— Begin —
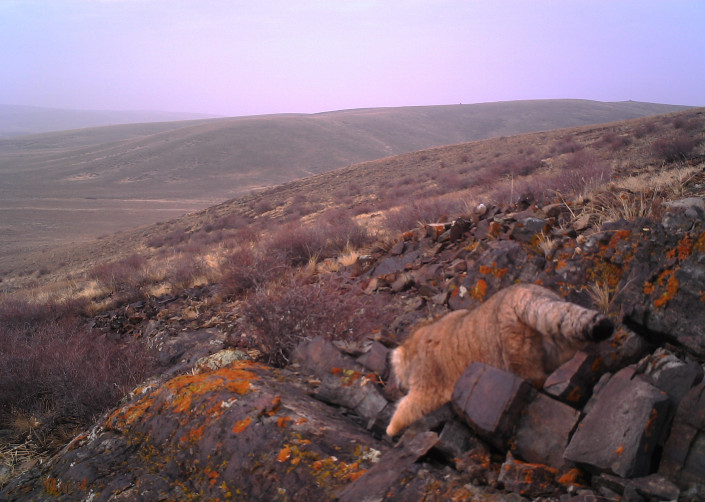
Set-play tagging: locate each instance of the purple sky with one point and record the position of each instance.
(245, 57)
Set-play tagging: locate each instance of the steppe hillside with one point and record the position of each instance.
(352, 254)
(73, 186)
— End —
**WRITTEN PROBLEM**
Exact duplication of all the records is required; pictures are omitted from the copy.

**SOLUTION FOR THIS EXERCISE**
Set-play tagging: locate each instance of the purple sky with one point and record the position of each instance.
(245, 57)
Set-play tagging: locate each instance of the steppe hillside with one point and record the position of each instance.
(352, 254)
(73, 186)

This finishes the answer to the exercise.